**WHAT TO DO**.
Quote the data verbatim from its first line through the line that contains "[[[0,552],[1345,537],[1336,4],[0,16]]]", including both ends. Omit the pictures from your answer.
** start GIVEN DATA **
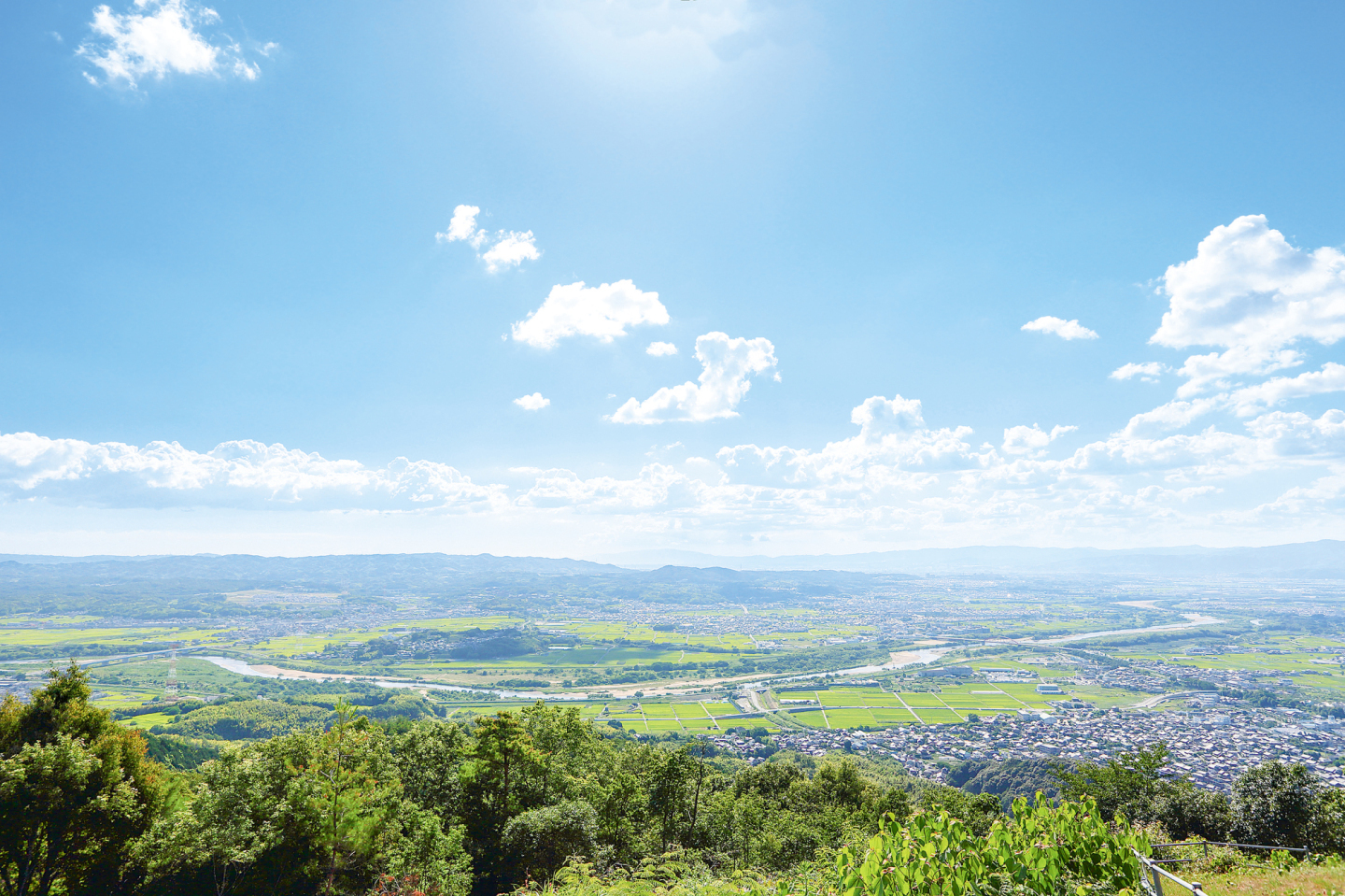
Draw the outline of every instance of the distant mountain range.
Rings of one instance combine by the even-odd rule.
[[[629,569],[722,566],[726,569],[830,569],[915,576],[1235,576],[1345,578],[1345,541],[1313,541],[1271,548],[923,548],[862,554],[721,557],[690,550],[638,550],[597,557]]]
[[[1345,542],[1314,541],[1271,548],[924,548],[862,554],[722,557],[689,550],[643,550],[588,560],[495,557],[492,554],[330,554],[260,557],[191,554],[143,557],[55,557],[0,554],[5,581],[238,581],[328,584],[336,587],[416,588],[432,583],[492,577],[599,577],[646,583],[714,583],[763,578],[752,572],[878,573],[907,576],[1237,576],[1272,578],[1345,578]],[[632,574],[633,573],[633,574]],[[746,574],[744,574],[746,573]]]

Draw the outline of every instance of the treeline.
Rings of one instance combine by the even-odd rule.
[[[1003,818],[995,790],[1005,782],[990,775],[986,792],[968,794],[908,778],[892,761],[776,753],[753,767],[716,756],[706,740],[648,743],[542,702],[467,725],[381,725],[364,709],[377,708],[340,701],[321,724],[180,772],[147,755],[161,741],[147,747],[89,705],[77,666],[52,673],[30,704],[0,706],[0,891],[364,895],[394,892],[394,881],[405,892],[491,896],[549,880],[572,858],[599,872],[675,862],[724,877],[790,874],[819,860],[835,866],[880,827],[900,841],[905,822],[925,833],[956,823],[968,844],[1024,837]],[[1131,813],[1176,835],[1245,830],[1259,842],[1341,844],[1340,794],[1301,767],[1244,776],[1225,814],[1232,826],[1220,829],[1217,799],[1162,782],[1161,761],[1145,753],[1060,770],[1059,780],[1065,796],[1107,800],[1108,819]],[[1297,825],[1303,794],[1310,821]],[[1061,831],[1083,830],[1080,811],[1030,810]],[[1254,830],[1239,819],[1270,821]],[[1024,849],[1036,842],[1028,837]]]

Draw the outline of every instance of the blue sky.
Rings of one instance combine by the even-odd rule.
[[[0,552],[1345,537],[1336,4],[0,16]]]

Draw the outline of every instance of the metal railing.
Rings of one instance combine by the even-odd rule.
[[[1188,893],[1192,893],[1193,896],[1205,896],[1205,891],[1200,888],[1198,881],[1192,881],[1192,883],[1184,881],[1181,877],[1173,874],[1170,870],[1159,868],[1158,862],[1155,862],[1149,856],[1145,856],[1143,853],[1134,849],[1130,852],[1135,853],[1135,858],[1139,860],[1139,865],[1143,869],[1139,874],[1141,889],[1143,889],[1150,896],[1163,896],[1163,880],[1170,880],[1171,883],[1177,884],[1178,887],[1185,889]]]
[[[1270,852],[1283,850],[1286,853],[1302,853],[1303,858],[1311,856],[1311,853],[1303,846],[1264,846],[1262,844],[1224,844],[1213,839],[1201,839],[1194,842],[1188,841],[1185,844],[1154,844],[1153,849],[1157,853],[1157,850],[1162,849],[1163,846],[1202,846],[1205,853],[1204,860],[1209,858],[1210,846],[1231,846],[1233,849],[1264,849]],[[1145,856],[1138,850],[1132,849],[1130,852],[1135,853],[1135,858],[1139,860],[1139,865],[1143,869],[1142,873],[1139,874],[1139,883],[1143,891],[1150,896],[1163,896],[1165,880],[1170,880],[1173,884],[1181,887],[1193,896],[1206,896],[1205,891],[1201,889],[1200,881],[1185,881],[1177,874],[1173,874],[1166,868],[1162,868],[1162,865],[1165,864],[1196,862],[1196,861],[1202,861],[1201,858],[1150,858],[1149,856]]]

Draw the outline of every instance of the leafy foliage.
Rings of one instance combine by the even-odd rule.
[[[985,837],[947,811],[920,811],[907,825],[888,817],[862,854],[837,857],[837,874],[842,896],[1131,893],[1132,849],[1147,853],[1149,844],[1123,821],[1108,827],[1095,800],[1052,806],[1038,795],[1014,800],[1013,817]]]

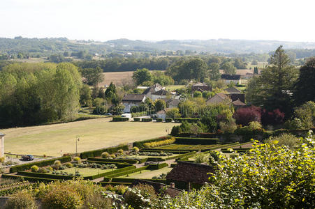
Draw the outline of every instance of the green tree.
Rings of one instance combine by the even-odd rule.
[[[236,68],[231,62],[226,62],[221,68],[224,71],[225,74],[236,74]]]
[[[104,79],[103,70],[100,67],[96,68],[83,68],[81,70],[82,77],[85,78],[84,82],[89,86],[97,86]]]
[[[166,103],[165,102],[164,100],[156,100],[154,102],[154,106],[155,106],[156,112],[158,112],[160,110],[164,109],[166,107]]]
[[[138,69],[133,72],[132,77],[137,85],[140,85],[144,82],[148,82],[152,79],[152,75],[147,68]]]
[[[221,78],[220,65],[219,63],[212,63],[209,65],[209,69],[210,79],[217,81]]]
[[[279,108],[288,116],[292,112],[291,95],[298,75],[297,69],[290,65],[288,56],[280,46],[271,56],[270,65],[249,82],[247,99],[268,111]]]
[[[300,68],[300,76],[295,84],[294,99],[295,105],[307,101],[315,101],[315,56],[307,60]]]

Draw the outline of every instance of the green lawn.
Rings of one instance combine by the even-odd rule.
[[[113,169],[91,169],[91,168],[68,168],[64,170],[59,171],[67,172],[68,173],[75,174],[75,171],[79,171],[79,173],[82,175],[82,176],[94,176],[102,173],[109,172],[112,171]]]
[[[122,176],[120,178],[152,178],[153,176],[159,176],[162,173],[167,173],[168,172],[170,172],[173,168],[170,167],[165,167],[159,170],[154,170],[154,171],[149,171],[149,170],[143,170],[140,172],[133,173],[131,174],[129,174],[129,176]]]
[[[169,85],[165,87],[165,89],[169,91],[173,91],[178,88],[184,88],[185,85]]]
[[[77,122],[1,130],[6,153],[60,156],[165,136],[171,123],[110,122],[101,118]]]

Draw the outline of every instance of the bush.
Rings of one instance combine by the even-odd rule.
[[[31,167],[31,170],[32,172],[37,172],[39,170],[39,168],[38,166],[34,165]]]
[[[251,106],[237,109],[234,113],[233,118],[236,123],[248,125],[249,122],[261,121],[261,109],[260,107]]]
[[[156,122],[163,122],[163,118],[156,118]]]
[[[107,157],[110,157],[110,154],[108,152],[103,152],[103,153],[102,153],[101,156],[103,158],[107,158]]]
[[[141,118],[141,122],[151,122],[152,121],[152,118]]]
[[[174,144],[174,142],[175,142],[175,139],[173,137],[170,139],[166,139],[160,141],[145,143],[143,144],[143,146],[145,148],[154,148],[163,145]]]
[[[37,208],[35,199],[31,193],[26,190],[17,192],[12,195],[4,206],[5,209],[35,209]]]
[[[165,122],[166,123],[170,123],[172,122],[172,118],[165,118]]]
[[[151,208],[150,206],[157,200],[154,188],[143,184],[129,189],[124,196],[126,203],[133,208]]]
[[[135,122],[140,122],[140,120],[141,120],[141,118],[133,118],[133,121],[135,121]]]
[[[291,148],[295,148],[298,142],[299,139],[292,134],[281,134],[277,137],[270,137],[265,141],[266,143],[270,144],[276,144],[277,146],[286,146]]]
[[[139,152],[139,148],[136,146],[134,146],[132,149],[133,149],[133,152],[135,152],[135,153]]]
[[[58,159],[58,160],[59,160],[61,162],[66,162],[71,161],[71,157],[70,156],[58,157],[57,159]],[[54,162],[55,160],[56,160],[56,158],[19,164],[19,165],[10,167],[10,173],[14,173],[14,172],[17,172],[18,171],[24,171],[24,170],[30,169],[33,165],[36,165],[40,167],[47,166],[47,165],[51,165],[54,163]]]
[[[129,118],[124,118],[124,117],[112,117],[112,122],[124,122],[124,121],[129,121]]]
[[[73,157],[73,162],[76,163],[81,163],[81,158],[80,157]]]

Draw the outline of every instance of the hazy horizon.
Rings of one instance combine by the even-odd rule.
[[[1,5],[0,37],[315,42],[311,0],[2,0]]]

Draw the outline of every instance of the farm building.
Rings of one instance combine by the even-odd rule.
[[[221,79],[226,82],[226,84],[230,84],[233,82],[234,84],[241,84],[241,75],[230,75],[230,74],[222,74]]]
[[[145,100],[145,95],[143,94],[126,94],[122,102],[125,108],[124,112],[130,112],[130,108],[133,106],[139,106],[141,102]]]
[[[214,173],[212,167],[207,164],[196,164],[189,162],[179,161],[174,169],[166,176],[170,181],[186,183],[187,189],[200,187],[209,182],[209,173]]]
[[[0,157],[4,157],[4,136],[6,136],[6,134],[0,133],[0,147],[1,149]]]
[[[197,83],[191,86],[191,93],[196,91],[203,92],[205,91],[212,91],[212,88],[203,83]]]

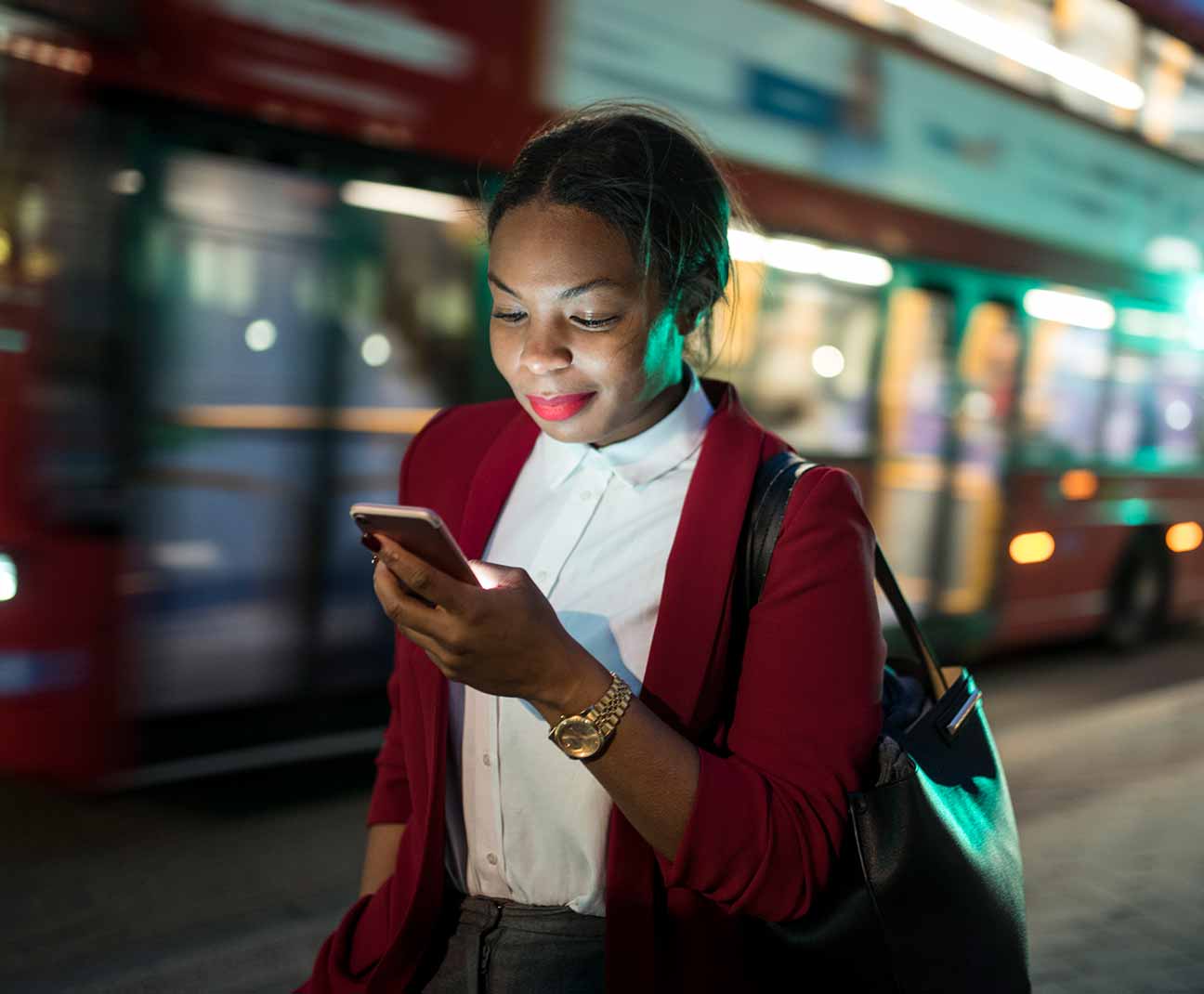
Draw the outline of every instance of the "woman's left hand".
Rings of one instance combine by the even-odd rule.
[[[473,561],[472,570],[483,584],[477,587],[448,576],[386,536],[376,538],[380,543],[372,576],[377,599],[449,680],[557,710],[600,668],[565,631],[525,569]]]

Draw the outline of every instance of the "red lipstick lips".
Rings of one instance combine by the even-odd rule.
[[[595,391],[588,394],[561,394],[556,397],[539,397],[527,394],[531,409],[545,421],[563,421],[572,418],[594,400]]]

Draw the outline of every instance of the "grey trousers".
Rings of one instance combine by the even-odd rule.
[[[606,919],[449,892],[425,994],[603,994]]]

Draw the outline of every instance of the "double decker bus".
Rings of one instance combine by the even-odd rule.
[[[594,96],[715,134],[755,230],[709,372],[857,477],[940,647],[1137,646],[1199,613],[1198,280],[966,193],[908,202],[895,132],[952,143],[950,170],[986,153],[884,77],[1020,101],[1181,197],[1198,171],[830,12],[734,6],[745,48],[843,52],[827,89],[792,52],[721,87],[649,76],[673,4],[651,32],[618,0],[0,6],[0,764],[136,785],[374,747],[391,632],[347,508],[394,499],[433,412],[504,396],[482,197]],[[730,28],[692,23],[690,51],[713,69]],[[630,65],[590,69],[600,45]]]

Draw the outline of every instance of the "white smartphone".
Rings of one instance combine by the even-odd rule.
[[[406,504],[352,504],[352,520],[364,534],[384,534],[425,560],[436,569],[473,586],[480,586],[468,560],[430,508]]]

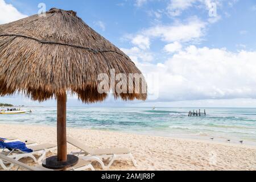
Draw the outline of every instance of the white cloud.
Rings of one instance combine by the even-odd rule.
[[[168,44],[164,46],[164,51],[168,53],[174,53],[177,51],[180,51],[182,48],[182,45],[177,42],[175,42],[172,44]]]
[[[136,64],[144,74],[158,74],[158,101],[256,98],[255,57],[256,51],[191,46],[164,64]]]
[[[142,31],[142,34],[148,37],[160,38],[162,40],[167,42],[187,42],[203,36],[205,27],[205,23],[194,17],[188,20],[187,23],[152,27]]]
[[[138,35],[133,38],[131,40],[131,43],[138,46],[142,49],[148,49],[150,46],[150,39],[142,35]]]
[[[7,4],[4,0],[0,0],[0,24],[10,23],[27,17],[19,12],[11,4]]]
[[[94,24],[97,27],[99,27],[102,31],[104,31],[106,30],[106,26],[105,23],[102,21],[97,21],[93,22]]]
[[[235,1],[235,0],[234,0]],[[220,0],[170,0],[167,10],[171,16],[177,16],[182,12],[193,6],[202,7],[202,5],[208,10],[212,7],[213,3],[220,6]]]
[[[239,31],[239,34],[240,34],[241,35],[246,35],[247,34],[247,33],[248,33],[248,31],[247,30],[241,30]]]
[[[192,6],[197,0],[171,0],[167,6],[167,11],[172,16],[179,16],[182,11]]]
[[[148,0],[136,0],[135,5],[138,7],[141,7],[146,3],[147,1]]]
[[[141,49],[137,47],[132,47],[131,49],[121,48],[121,49],[128,55],[131,59],[135,62],[150,62],[154,59],[152,53],[145,52],[144,50]]]

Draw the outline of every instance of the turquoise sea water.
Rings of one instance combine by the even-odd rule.
[[[56,126],[55,107],[24,109],[32,113],[0,115],[0,123]],[[256,144],[256,109],[207,108],[206,116],[188,117],[189,110],[197,109],[68,107],[67,126]]]

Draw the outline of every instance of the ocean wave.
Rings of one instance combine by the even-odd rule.
[[[168,110],[145,110],[144,112],[147,113],[179,113],[181,114],[181,112],[178,112],[178,111],[171,111]]]

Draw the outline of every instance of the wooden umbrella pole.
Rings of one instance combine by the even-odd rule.
[[[67,155],[67,95],[57,96],[57,160],[66,162]]]

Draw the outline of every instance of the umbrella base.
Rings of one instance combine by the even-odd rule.
[[[58,161],[57,156],[53,156],[46,159],[43,162],[43,166],[51,169],[65,169],[77,164],[79,160],[79,158],[75,155],[68,155],[67,161]]]

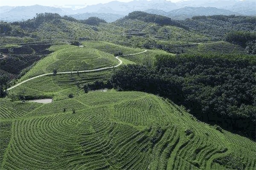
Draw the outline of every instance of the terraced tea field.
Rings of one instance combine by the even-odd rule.
[[[22,80],[45,73],[96,69],[118,65],[113,55],[88,48],[63,45],[53,47],[55,52],[41,60]],[[50,48],[51,49],[51,48]]]
[[[11,115],[0,111],[0,169],[256,167],[255,142],[153,95],[96,91],[33,107],[0,102]]]
[[[17,94],[25,91],[26,96],[38,98],[47,96],[54,100],[67,99],[69,94],[79,96],[84,93],[82,88],[84,84],[96,80],[108,80],[113,69],[91,73],[75,72],[42,76],[32,79],[19,85],[10,91]],[[45,87],[47,87],[47,88]]]
[[[97,49],[112,54],[114,54],[119,51],[122,52],[123,55],[125,55],[137,53],[143,51],[141,49],[125,47],[104,41],[87,41],[84,42],[83,45],[85,47]]]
** end GIVEN DATA **
**WRITTEN RESPONSE**.
Draw the outline of every instance of the distant mountain range.
Rings of one instance combine by the even-odd rule.
[[[629,569],[722,566],[726,569],[830,569],[915,576],[1235,576],[1345,578],[1345,541],[1313,541],[1271,548],[923,548],[862,554],[721,557],[690,550],[638,550],[597,557]]]
[[[1345,542],[1314,541],[1271,548],[924,548],[862,554],[722,557],[689,550],[643,550],[588,560],[495,557],[492,554],[330,554],[260,557],[191,554],[143,557],[55,557],[0,554],[5,581],[238,581],[328,584],[336,587],[416,588],[432,583],[492,577],[599,577],[646,583],[714,583],[763,578],[752,572],[878,573],[907,576],[1237,576],[1272,578],[1345,578]],[[632,574],[633,573],[633,574]],[[746,574],[744,574],[746,573]]]

Draw the outline of every instance of the treeline.
Rings of one instance combine by the even-odd rule.
[[[1003,818],[995,790],[1005,782],[990,775],[986,792],[968,794],[908,778],[892,761],[776,753],[753,767],[716,756],[706,740],[648,743],[542,702],[467,725],[381,725],[364,709],[377,708],[340,701],[321,724],[180,772],[147,755],[161,741],[147,747],[89,705],[77,666],[52,673],[30,704],[0,706],[0,891],[364,895],[394,892],[394,881],[405,892],[491,896],[549,880],[572,858],[599,872],[675,862],[724,877],[790,874],[819,860],[835,866],[880,827],[900,841],[905,822],[925,833],[956,823],[968,844],[1024,837]],[[1131,813],[1176,835],[1245,830],[1259,842],[1341,844],[1340,794],[1301,767],[1244,776],[1225,814],[1232,826],[1220,829],[1217,799],[1162,782],[1161,761],[1145,753],[1060,770],[1059,780],[1065,796],[1107,800],[1108,819]],[[1297,825],[1303,794],[1310,821]],[[1061,831],[1083,830],[1080,811],[1030,810]],[[1254,830],[1239,819],[1270,821]],[[1024,849],[1036,842],[1028,837]]]

Draw the outline of every instance of the blue sky.
Rings of one instance combine by the even-odd rule.
[[[0,552],[1345,537],[1336,4],[0,16]]]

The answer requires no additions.